**About this task:** An exact copy is needed of the lines in the entries below from the line with "Provide one marker per instance of the elephant trunk" up to and including the line with "Provide one marker per instance of the sedan wheel", and of nothing else. Leave the pictures out.

**Given entries:**

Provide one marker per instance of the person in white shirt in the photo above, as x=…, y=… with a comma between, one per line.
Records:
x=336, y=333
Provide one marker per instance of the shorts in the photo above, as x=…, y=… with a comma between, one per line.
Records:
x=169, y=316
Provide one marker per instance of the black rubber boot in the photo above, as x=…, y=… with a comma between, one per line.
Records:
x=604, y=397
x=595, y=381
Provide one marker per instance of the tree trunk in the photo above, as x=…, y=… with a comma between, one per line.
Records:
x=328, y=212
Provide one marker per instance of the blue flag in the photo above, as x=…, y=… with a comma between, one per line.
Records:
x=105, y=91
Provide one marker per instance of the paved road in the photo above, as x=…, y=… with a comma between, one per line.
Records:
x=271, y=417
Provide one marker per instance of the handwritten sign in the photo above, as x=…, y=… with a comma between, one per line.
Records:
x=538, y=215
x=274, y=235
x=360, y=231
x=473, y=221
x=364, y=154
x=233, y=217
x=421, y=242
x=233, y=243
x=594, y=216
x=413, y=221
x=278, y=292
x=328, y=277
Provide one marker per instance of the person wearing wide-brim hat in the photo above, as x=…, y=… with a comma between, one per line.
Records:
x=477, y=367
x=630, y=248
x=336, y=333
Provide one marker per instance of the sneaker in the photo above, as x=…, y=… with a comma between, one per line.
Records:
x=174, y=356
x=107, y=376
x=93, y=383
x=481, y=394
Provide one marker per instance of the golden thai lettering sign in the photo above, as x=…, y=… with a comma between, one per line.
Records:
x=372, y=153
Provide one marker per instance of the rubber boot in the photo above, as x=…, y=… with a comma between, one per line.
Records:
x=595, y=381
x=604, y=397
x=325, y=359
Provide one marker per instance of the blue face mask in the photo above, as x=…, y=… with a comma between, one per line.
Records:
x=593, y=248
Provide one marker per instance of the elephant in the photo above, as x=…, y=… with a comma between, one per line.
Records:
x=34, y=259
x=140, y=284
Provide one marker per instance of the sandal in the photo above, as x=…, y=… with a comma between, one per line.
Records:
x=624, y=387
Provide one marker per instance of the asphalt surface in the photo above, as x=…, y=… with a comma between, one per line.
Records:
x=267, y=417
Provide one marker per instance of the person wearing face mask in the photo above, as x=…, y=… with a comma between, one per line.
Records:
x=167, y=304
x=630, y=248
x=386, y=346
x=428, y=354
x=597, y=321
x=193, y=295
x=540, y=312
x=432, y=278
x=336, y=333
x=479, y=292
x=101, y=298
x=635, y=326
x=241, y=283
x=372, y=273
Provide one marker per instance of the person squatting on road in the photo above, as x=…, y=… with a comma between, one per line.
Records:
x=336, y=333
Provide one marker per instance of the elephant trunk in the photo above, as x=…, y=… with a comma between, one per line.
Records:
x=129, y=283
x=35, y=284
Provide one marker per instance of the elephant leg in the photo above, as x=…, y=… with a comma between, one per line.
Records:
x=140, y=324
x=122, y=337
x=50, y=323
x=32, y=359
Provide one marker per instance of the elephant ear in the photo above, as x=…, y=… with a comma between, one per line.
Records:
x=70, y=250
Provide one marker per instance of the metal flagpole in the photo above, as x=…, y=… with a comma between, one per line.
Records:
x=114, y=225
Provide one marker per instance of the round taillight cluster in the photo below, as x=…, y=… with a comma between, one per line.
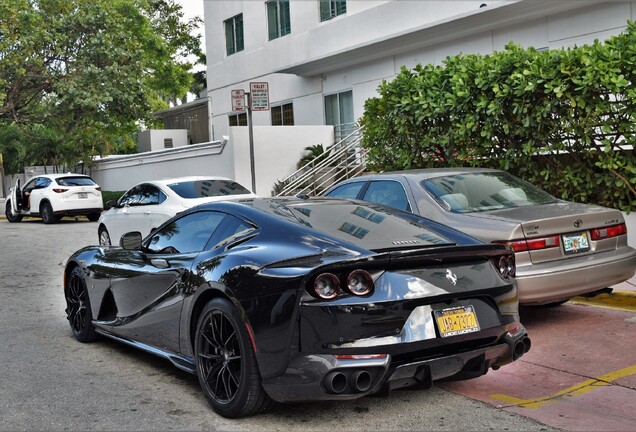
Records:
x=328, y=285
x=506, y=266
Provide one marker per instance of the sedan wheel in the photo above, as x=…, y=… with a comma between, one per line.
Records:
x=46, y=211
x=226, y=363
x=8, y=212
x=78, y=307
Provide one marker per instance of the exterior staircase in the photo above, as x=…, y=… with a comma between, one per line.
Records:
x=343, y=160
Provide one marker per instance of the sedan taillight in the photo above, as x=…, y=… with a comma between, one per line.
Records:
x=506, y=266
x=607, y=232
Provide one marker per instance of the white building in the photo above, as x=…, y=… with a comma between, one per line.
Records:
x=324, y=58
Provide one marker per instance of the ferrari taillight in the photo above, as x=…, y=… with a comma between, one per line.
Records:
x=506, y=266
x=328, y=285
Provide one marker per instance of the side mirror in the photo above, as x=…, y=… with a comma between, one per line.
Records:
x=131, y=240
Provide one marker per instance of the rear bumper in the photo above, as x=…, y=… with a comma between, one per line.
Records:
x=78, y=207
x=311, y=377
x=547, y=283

--

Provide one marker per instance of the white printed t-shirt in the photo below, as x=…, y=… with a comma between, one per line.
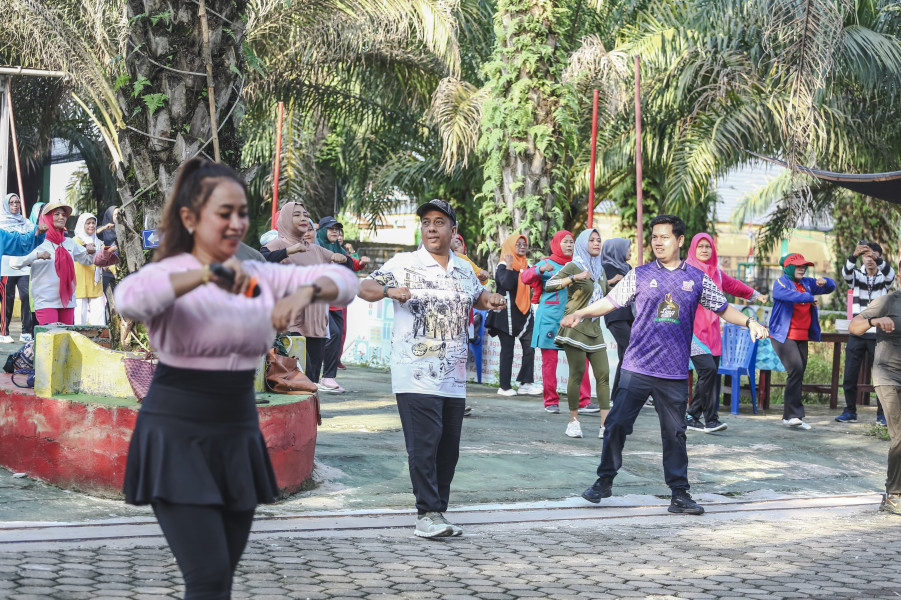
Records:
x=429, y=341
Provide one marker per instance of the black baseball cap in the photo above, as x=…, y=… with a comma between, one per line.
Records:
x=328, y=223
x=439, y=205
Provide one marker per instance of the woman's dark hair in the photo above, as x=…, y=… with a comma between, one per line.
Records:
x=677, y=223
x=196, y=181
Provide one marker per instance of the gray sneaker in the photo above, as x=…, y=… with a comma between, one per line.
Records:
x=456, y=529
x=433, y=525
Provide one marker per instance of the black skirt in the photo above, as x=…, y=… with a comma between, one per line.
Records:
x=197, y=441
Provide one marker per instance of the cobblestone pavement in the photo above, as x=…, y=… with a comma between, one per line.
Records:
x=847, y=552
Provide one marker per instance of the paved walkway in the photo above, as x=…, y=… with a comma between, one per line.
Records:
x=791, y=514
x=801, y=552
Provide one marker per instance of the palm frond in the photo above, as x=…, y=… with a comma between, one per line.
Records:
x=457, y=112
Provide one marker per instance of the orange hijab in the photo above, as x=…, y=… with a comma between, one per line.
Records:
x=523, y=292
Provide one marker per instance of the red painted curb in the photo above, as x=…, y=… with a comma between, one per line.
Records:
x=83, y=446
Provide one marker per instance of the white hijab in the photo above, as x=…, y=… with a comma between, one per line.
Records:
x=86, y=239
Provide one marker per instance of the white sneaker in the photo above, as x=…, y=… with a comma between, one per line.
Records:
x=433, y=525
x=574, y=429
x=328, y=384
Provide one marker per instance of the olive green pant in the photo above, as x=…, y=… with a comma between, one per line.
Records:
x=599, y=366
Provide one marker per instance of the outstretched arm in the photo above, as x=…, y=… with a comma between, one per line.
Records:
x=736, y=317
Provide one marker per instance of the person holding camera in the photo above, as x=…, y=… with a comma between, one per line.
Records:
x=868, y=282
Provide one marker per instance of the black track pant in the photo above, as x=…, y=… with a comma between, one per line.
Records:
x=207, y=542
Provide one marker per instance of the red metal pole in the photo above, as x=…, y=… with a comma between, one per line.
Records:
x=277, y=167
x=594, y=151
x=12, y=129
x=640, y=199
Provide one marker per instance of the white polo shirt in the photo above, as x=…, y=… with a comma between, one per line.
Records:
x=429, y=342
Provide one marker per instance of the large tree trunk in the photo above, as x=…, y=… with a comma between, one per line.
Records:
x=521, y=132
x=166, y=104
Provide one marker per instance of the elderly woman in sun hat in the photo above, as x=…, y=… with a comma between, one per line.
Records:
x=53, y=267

**Answer box:**
Provide one marker per instance of the elephant trunk in the photo above, as x=…, y=… with a comma between, one per line.
Records:
x=129, y=283
x=35, y=284
Provide one marker per instance of the elephant leg in the photo above, as x=…, y=… with a comma between, one per line.
Records:
x=140, y=324
x=122, y=337
x=50, y=323
x=32, y=359
Provide one marker per instance of the elephant ear in the photo above, as x=…, y=… with a comma between, one per line.
Records:
x=70, y=250
Provide one marker per instance of the metal flagpole in the photo above, as x=…, y=… with a comma between, one per line.
Records:
x=114, y=225
Provide one marker per instance of the round taillight cluster in the photo below, as x=…, y=… with a comma between, one per line.
Records:
x=328, y=285
x=506, y=266
Provide one marker per instance of the sedan wheel in the photo above, as x=…, y=… with a comma between, one per line.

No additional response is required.